━━━ Dataset entries ━━━

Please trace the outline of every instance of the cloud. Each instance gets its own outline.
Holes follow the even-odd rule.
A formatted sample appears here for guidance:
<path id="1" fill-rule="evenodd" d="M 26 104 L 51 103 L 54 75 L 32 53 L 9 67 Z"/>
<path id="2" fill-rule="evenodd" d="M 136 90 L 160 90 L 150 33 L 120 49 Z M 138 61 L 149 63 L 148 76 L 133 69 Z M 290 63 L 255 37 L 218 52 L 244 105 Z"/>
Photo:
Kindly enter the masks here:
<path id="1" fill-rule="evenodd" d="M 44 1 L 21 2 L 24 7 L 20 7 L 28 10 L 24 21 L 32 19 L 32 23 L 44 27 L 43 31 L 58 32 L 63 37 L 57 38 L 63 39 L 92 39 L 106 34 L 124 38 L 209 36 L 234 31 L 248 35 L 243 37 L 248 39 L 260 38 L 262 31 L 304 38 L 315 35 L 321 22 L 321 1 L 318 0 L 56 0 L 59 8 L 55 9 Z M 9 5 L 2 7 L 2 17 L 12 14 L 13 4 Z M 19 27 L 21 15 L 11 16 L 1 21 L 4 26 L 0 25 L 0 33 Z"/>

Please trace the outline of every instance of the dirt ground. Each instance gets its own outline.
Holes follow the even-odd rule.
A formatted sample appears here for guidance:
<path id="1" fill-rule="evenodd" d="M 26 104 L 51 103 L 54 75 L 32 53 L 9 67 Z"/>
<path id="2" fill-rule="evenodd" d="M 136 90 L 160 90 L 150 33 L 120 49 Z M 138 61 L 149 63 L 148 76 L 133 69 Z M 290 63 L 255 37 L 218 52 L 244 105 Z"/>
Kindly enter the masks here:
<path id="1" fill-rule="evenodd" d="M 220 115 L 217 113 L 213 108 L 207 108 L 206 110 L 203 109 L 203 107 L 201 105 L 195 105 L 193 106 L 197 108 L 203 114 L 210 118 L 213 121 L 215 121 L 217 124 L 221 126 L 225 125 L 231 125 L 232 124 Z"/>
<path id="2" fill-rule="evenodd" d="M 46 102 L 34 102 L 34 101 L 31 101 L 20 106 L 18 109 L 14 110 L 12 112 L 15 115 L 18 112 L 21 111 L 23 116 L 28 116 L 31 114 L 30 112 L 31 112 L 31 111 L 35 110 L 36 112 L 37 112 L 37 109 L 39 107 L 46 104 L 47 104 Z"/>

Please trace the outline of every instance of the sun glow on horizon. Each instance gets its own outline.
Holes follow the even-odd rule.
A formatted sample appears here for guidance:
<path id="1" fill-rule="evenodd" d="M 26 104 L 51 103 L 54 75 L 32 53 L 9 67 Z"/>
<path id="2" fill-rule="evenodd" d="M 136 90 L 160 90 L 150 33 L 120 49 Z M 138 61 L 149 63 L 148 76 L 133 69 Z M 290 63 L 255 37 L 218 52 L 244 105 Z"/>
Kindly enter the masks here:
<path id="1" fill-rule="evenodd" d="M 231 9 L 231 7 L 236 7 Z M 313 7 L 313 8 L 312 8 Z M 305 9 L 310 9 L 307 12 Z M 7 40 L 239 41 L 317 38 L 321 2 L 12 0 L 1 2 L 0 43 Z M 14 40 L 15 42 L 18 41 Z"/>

━━━

Give the entries again in full, exactly as they are written.

Please trace the outline of every instance of the cloud. Each instance gets its own outline.
Holes follow the even-odd rule.
A formatted sample appears here for guidance:
<path id="1" fill-rule="evenodd" d="M 26 104 L 51 103 L 54 75 L 32 53 L 9 67 Z"/>
<path id="2" fill-rule="evenodd" d="M 136 90 L 160 90 L 150 33 L 120 49 Z M 138 61 L 149 63 L 148 76 L 133 69 Z M 290 63 L 255 37 L 218 52 L 244 105 Z"/>
Photo:
Kindly enter the masks here:
<path id="1" fill-rule="evenodd" d="M 44 1 L 21 2 L 24 7 L 20 7 L 28 10 L 24 21 L 32 19 L 32 23 L 44 27 L 43 31 L 58 32 L 63 37 L 57 38 L 63 39 L 92 39 L 106 34 L 124 38 L 209 36 L 234 31 L 248 35 L 243 37 L 248 39 L 260 38 L 262 31 L 304 38 L 315 35 L 321 22 L 321 1 L 318 0 L 56 0 L 59 8 L 55 9 Z M 9 5 L 2 7 L 2 17 L 12 14 L 13 4 Z M 19 27 L 21 15 L 11 16 L 1 21 L 4 26 L 0 25 L 0 33 Z"/>

Please trace the outline of every instance of the dirt ground. Each instance gets its own outline.
Holes follow the even-odd rule.
A formatted sample appears here for guidance:
<path id="1" fill-rule="evenodd" d="M 26 104 L 51 103 L 54 75 L 32 53 L 9 67 Z"/>
<path id="2" fill-rule="evenodd" d="M 136 90 L 160 90 L 150 33 L 120 49 Z M 138 61 L 149 63 L 148 76 L 133 69 Z M 290 63 L 255 37 L 218 52 L 244 105 Z"/>
Kindly enter the masks here:
<path id="1" fill-rule="evenodd" d="M 220 115 L 217 113 L 213 108 L 207 108 L 206 110 L 203 109 L 203 107 L 201 105 L 195 105 L 193 106 L 197 108 L 203 114 L 210 118 L 213 121 L 215 121 L 217 124 L 221 126 L 225 125 L 231 125 L 232 124 Z"/>
<path id="2" fill-rule="evenodd" d="M 46 102 L 34 102 L 34 101 L 31 101 L 20 106 L 18 109 L 14 110 L 12 112 L 15 115 L 18 112 L 21 111 L 23 116 L 28 116 L 31 114 L 30 112 L 31 112 L 31 111 L 35 110 L 36 112 L 37 112 L 37 109 L 39 107 L 46 104 L 47 104 Z"/>

Please trace the outline of every instance of the sun glow on horizon. Each instance gets its own outline.
Holes follow the even-odd rule.
A formatted sample appears here for guidance:
<path id="1" fill-rule="evenodd" d="M 26 104 L 51 103 L 54 75 L 32 53 L 9 67 Z"/>
<path id="2" fill-rule="evenodd" d="M 136 90 L 160 90 L 150 33 L 120 49 Z M 138 61 L 149 63 L 148 76 L 133 69 Z M 290 63 L 255 37 L 218 52 L 244 105 Z"/>
Kindly enter the masks here:
<path id="1" fill-rule="evenodd" d="M 231 9 L 231 7 L 236 7 Z M 313 7 L 313 8 L 312 8 Z M 305 9 L 310 9 L 307 12 Z M 7 40 L 239 41 L 317 38 L 321 2 L 12 0 L 1 2 L 0 43 Z M 14 40 L 15 42 L 18 41 Z"/>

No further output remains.